### Task to carry out
Return the material below in full and exactly.

### Task material
————————

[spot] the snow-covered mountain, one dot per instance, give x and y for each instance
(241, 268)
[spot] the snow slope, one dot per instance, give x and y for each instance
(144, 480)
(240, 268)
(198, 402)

————————

### Correct output
[spot] the snow-covered mountain, one dot per instance, give x and y for each instance
(241, 268)
[spot] the snow slope, one dot per instance, give x and y for each instance
(144, 480)
(240, 268)
(198, 402)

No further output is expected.